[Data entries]

::::::::

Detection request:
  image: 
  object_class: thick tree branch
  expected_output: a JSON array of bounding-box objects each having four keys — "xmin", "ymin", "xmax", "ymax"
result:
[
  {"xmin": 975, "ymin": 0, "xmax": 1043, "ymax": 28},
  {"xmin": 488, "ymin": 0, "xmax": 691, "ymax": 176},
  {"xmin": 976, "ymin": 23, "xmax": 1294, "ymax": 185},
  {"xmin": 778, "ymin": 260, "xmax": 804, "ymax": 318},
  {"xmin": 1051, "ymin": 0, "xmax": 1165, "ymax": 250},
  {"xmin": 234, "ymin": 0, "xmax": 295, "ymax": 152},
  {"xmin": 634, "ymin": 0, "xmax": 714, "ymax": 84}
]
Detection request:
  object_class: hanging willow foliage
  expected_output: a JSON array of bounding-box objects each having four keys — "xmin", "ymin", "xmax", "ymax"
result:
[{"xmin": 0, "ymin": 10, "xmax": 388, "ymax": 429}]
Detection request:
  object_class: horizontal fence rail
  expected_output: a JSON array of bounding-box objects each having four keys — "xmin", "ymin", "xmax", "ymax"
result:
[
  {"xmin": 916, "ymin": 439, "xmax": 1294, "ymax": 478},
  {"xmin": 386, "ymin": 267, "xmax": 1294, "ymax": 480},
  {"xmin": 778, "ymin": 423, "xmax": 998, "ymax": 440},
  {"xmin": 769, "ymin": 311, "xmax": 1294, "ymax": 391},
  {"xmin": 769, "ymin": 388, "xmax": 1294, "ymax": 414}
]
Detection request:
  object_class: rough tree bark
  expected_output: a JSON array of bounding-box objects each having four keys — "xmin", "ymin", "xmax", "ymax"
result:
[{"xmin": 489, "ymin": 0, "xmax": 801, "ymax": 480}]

::::::::

* [JOB]:
Reproduce the material above line for line, without changing anything.

* [SOLUTION TO THIS EXERCISE]:
Detection request:
  image: 
  object_class: thick tree branch
  expected_output: a JSON array of bounding-box objects each having four keys — "xmin", "ymin", "xmax", "ymax"
result:
[
  {"xmin": 975, "ymin": 0, "xmax": 1043, "ymax": 28},
  {"xmin": 488, "ymin": 0, "xmax": 691, "ymax": 176},
  {"xmin": 976, "ymin": 23, "xmax": 1294, "ymax": 185},
  {"xmin": 778, "ymin": 260, "xmax": 804, "ymax": 318},
  {"xmin": 1051, "ymin": 0, "xmax": 1165, "ymax": 250},
  {"xmin": 234, "ymin": 0, "xmax": 295, "ymax": 152},
  {"xmin": 634, "ymin": 0, "xmax": 714, "ymax": 84}
]
Detection request:
  object_class: hanging willow foliage
  expected_output: a JSON array of bounding-box objects each having four keys — "xmin", "ymin", "xmax", "ymax"
result:
[{"xmin": 0, "ymin": 10, "xmax": 388, "ymax": 429}]
Detection request:
  object_class: horizontal fence rail
  expected_output: a JSON array of bounding-box objects each having four keys — "xmin", "ymin", "xmax", "ymax"
result:
[
  {"xmin": 916, "ymin": 439, "xmax": 1294, "ymax": 478},
  {"xmin": 386, "ymin": 267, "xmax": 1294, "ymax": 480},
  {"xmin": 778, "ymin": 423, "xmax": 998, "ymax": 440},
  {"xmin": 769, "ymin": 311, "xmax": 1294, "ymax": 391},
  {"xmin": 769, "ymin": 388, "xmax": 1294, "ymax": 414}
]
Detection request:
  object_class: rough tree bark
  expected_output: a JSON array of bounding-box objects each having four keys — "xmin", "ymin", "xmax", "ymax"
result:
[{"xmin": 489, "ymin": 0, "xmax": 801, "ymax": 480}]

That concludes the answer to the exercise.